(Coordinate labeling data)
---

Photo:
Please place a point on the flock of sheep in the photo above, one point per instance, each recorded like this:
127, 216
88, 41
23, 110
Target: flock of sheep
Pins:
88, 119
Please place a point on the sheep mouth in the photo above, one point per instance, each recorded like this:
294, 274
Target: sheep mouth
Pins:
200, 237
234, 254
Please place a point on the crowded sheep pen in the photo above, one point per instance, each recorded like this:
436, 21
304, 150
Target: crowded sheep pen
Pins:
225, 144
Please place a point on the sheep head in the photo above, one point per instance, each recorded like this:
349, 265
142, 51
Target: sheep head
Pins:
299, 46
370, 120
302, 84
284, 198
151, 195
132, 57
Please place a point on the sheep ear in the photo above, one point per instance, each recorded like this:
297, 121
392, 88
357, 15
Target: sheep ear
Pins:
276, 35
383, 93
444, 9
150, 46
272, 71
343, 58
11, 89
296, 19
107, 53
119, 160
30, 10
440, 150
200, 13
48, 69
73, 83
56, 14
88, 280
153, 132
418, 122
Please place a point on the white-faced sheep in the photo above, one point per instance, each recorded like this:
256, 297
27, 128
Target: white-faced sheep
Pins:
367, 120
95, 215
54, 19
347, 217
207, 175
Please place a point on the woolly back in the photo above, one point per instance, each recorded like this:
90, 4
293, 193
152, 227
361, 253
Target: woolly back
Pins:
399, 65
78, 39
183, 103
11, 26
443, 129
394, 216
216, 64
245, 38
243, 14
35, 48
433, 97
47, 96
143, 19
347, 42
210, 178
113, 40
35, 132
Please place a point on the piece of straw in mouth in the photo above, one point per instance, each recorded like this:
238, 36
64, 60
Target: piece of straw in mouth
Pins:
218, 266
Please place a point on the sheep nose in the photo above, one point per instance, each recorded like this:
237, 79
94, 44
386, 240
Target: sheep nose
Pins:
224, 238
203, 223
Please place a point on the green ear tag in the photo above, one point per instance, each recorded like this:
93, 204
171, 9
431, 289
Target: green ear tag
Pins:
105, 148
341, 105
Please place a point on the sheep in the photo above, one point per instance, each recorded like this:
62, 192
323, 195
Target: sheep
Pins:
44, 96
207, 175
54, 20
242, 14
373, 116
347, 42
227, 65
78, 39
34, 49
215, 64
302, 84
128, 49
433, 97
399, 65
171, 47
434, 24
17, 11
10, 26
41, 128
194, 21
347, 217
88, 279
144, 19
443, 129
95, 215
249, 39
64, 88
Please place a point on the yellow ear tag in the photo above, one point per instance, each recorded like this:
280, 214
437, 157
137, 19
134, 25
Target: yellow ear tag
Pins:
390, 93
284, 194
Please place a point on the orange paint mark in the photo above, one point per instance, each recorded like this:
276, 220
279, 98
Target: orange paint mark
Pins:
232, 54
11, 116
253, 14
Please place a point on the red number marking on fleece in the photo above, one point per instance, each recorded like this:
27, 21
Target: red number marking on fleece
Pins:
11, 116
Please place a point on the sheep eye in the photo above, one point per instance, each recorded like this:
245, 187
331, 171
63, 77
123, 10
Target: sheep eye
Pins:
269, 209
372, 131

---

→ **OBJECTIVE**
Faithfully copy every entry, leaving nothing out.

→ **PROBLEM SOLUTION**
Photo:
Please place a point on the flock of sheep in the photo above, one point per instance, each recorded like this:
127, 216
88, 41
23, 110
Target: flock of sheep
Pins:
88, 119
Please place a point on the sheep mouth in the photo above, one point per instance, each recorded like this:
294, 274
Target: sheep mouth
Pins:
200, 237
234, 254
Please place a point on the crowded sheep pen in the photo above, one point per instance, each recorded like this:
436, 21
304, 150
Target: crowded sheep pen
Pins:
225, 144
Please place a point on the sheep head in the photo above, one point per instance, each recorded like this:
349, 265
142, 51
Target: sheep head
Pins:
299, 46
370, 120
302, 84
284, 198
151, 195
132, 57
Please place a point on the sheep ear in the photo above, one point per instance, each recorded like this:
297, 121
392, 88
357, 15
Target: sheep ear
Pins:
276, 35
383, 93
444, 9
150, 46
272, 71
343, 58
11, 89
296, 19
107, 53
119, 160
30, 10
440, 150
200, 13
48, 69
73, 83
56, 14
88, 280
153, 132
418, 122
Please place a point on the white-faced sheep in the photo above, one point per instance, each recorded like this:
256, 297
27, 128
Target: white-faced sheep
Pins:
367, 120
95, 215
54, 19
347, 217
207, 175
Please place a point on the woolly back in the photo above, one point per instance, each recorded like this:
90, 4
293, 193
152, 227
361, 253
Target: woolly back
Pins:
399, 65
78, 39
183, 103
11, 26
443, 129
394, 216
216, 64
245, 38
243, 14
35, 48
433, 97
47, 96
143, 19
347, 42
210, 178
113, 40
35, 132
Please place a point on the piece of straw in mouth in the photo above, one point per instance, each recorded like this:
238, 36
64, 60
Target: piece of straw in mouth
Pins:
218, 266
Please place a point on the sheep nose in the photo above, one point per instance, each recorded like this:
237, 79
94, 44
386, 240
Target: sheep nose
Pins:
224, 238
203, 223
Please place a point on the green ear tag in the photo above, one point per instance, each recorded like this:
93, 204
171, 9
431, 289
Target: green ear tag
Pins:
105, 148
341, 105
Please place a point on the sheep in the photo above, one point per instance, each recorded like this:
62, 192
323, 195
Target: sheep
Pins:
44, 96
207, 175
54, 20
242, 14
373, 116
347, 42
227, 65
78, 39
34, 49
215, 64
302, 84
128, 49
433, 97
399, 65
171, 47
434, 24
17, 11
10, 26
41, 128
194, 21
347, 217
88, 279
144, 19
443, 129
95, 215
249, 39
64, 88
Please place a point on the yellow ear tag in the photo above, one point per instance, each recorded like this:
280, 214
437, 157
137, 19
134, 25
Target: yellow ear tag
Pins:
390, 93
284, 194
Please place a point on the orange paint mark in the photo above, one point per instance, each recorded like this:
276, 220
279, 98
Target: orange paint mark
Pins:
232, 54
11, 116
253, 14
Please place a point on the red number marking on fleece in the photo above, one point per instance, each recorded like this:
27, 21
Target: red number marking on fleece
Pins:
11, 116
Please place a point on the sheep eye in the photo above, one point per instance, each recorded like this:
245, 187
331, 171
63, 77
123, 10
Target: sheep eye
Pins:
269, 209
372, 131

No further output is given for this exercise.